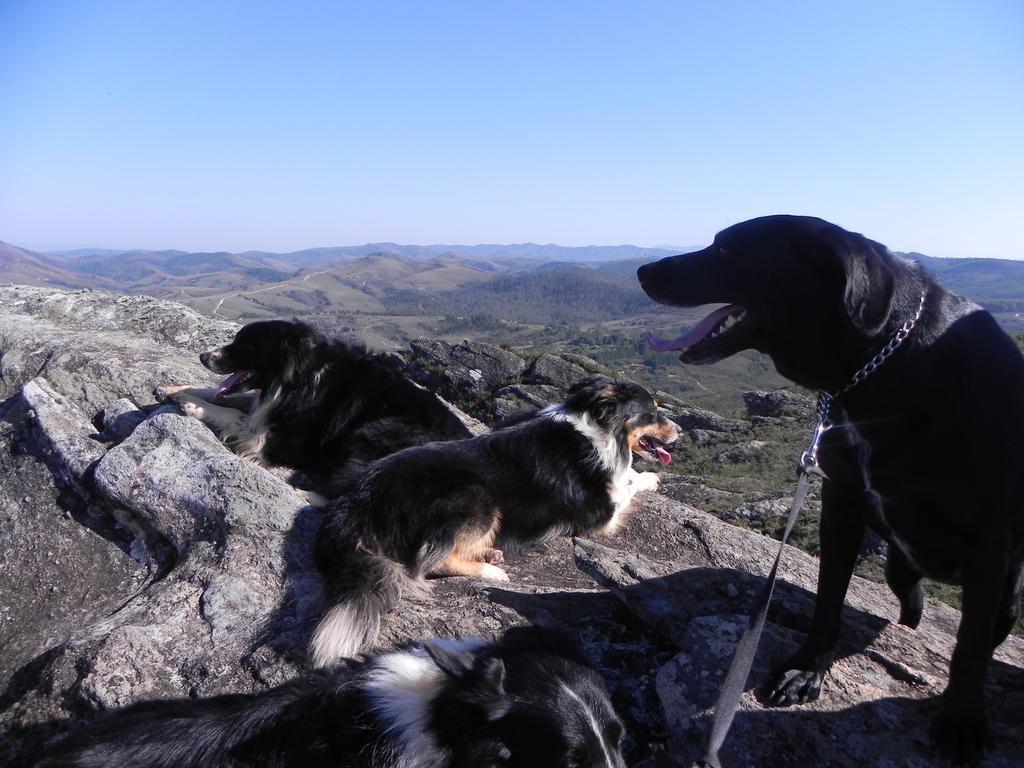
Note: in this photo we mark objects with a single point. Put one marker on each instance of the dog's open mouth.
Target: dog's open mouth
(232, 383)
(654, 449)
(720, 334)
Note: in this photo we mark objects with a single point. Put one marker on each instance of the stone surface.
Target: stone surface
(523, 397)
(139, 558)
(879, 700)
(554, 371)
(777, 403)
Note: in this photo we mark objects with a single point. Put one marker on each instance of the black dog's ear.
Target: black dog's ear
(597, 395)
(544, 638)
(453, 663)
(297, 351)
(870, 285)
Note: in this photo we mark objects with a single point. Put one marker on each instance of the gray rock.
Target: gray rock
(181, 481)
(743, 452)
(778, 403)
(64, 435)
(94, 348)
(691, 418)
(523, 397)
(760, 509)
(879, 700)
(120, 420)
(177, 569)
(463, 373)
(62, 565)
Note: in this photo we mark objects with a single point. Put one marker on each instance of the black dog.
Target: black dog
(445, 509)
(324, 407)
(528, 698)
(927, 446)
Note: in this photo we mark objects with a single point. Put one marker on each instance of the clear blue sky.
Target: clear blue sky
(285, 125)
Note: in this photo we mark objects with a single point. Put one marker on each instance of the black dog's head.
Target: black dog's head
(624, 408)
(809, 294)
(528, 700)
(261, 352)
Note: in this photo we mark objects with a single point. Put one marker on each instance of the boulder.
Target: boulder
(523, 397)
(556, 372)
(141, 559)
(466, 373)
(778, 403)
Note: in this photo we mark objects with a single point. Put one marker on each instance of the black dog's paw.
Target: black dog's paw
(961, 737)
(793, 686)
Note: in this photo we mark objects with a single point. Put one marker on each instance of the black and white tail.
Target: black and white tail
(359, 588)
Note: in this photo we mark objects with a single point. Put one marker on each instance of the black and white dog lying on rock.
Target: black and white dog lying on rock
(320, 406)
(927, 443)
(526, 699)
(450, 509)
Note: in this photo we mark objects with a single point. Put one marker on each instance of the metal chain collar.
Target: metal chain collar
(809, 459)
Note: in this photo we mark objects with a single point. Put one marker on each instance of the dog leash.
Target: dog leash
(807, 468)
(735, 679)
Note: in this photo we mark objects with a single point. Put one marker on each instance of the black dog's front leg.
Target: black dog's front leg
(962, 730)
(842, 529)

:::::

● Task directions:
Give the records from the line containing "the black dog." through the end of the records as a two-column CSV with the columns instruction and points, one row per record. Put each record's text and its answer in separately quoted fields, with line breaks turned into spaces.

● Exercise response:
instruction,points
"Note: in this photo we mark objects with a single point. Put one marker on each instance of the black dog. Target: black dog","(445, 509) (324, 407) (528, 698) (927, 446)"
"Note: in this photo we mark objects with a single point. Put one marker on each instance of the clear blue sky. Target: clear blue sky","(285, 125)"
"Note: in this photo we mark objects with a single point. Put one marker on each instance of the black dog's head. Target: black dog's head","(624, 408) (809, 294) (528, 700) (261, 352)"
"Note: in this photo we mark objects with a single point. Put one marker on each instance of the boulder. Target: boulder","(523, 397) (556, 372) (141, 559) (466, 373) (778, 403)"
"Note: in this photo we mark objects with a single point. Put one marker on each instance of the black dog's paw. Target: black dog's paw","(961, 737) (793, 686)"
"Note: in this photo we mark objects with a single point. Put one marker on each instance of the black and white tail. Target: black and white tail","(359, 588)"
"Note: in this photo we mark objects with a single point. Put one marker on each instance of the black and white dog lying on rock. Target: black and white dog lying on rock","(320, 406) (927, 443) (526, 699) (450, 509)"
"Note: in this photo we mark objects with a single point. Put one marker on each instance of the metal chain collar. Target: metal chain collar","(809, 459)"
"Note: in this photo we mark objects with a single point. Put one marker on each instance of the dog leash. Target: dog leash","(807, 468) (735, 679)"
"Note: in this photo we mark objects with a single point. Put one marker on each instance of the black dog's front leg. Target: black dog's front leg","(962, 730) (842, 529)"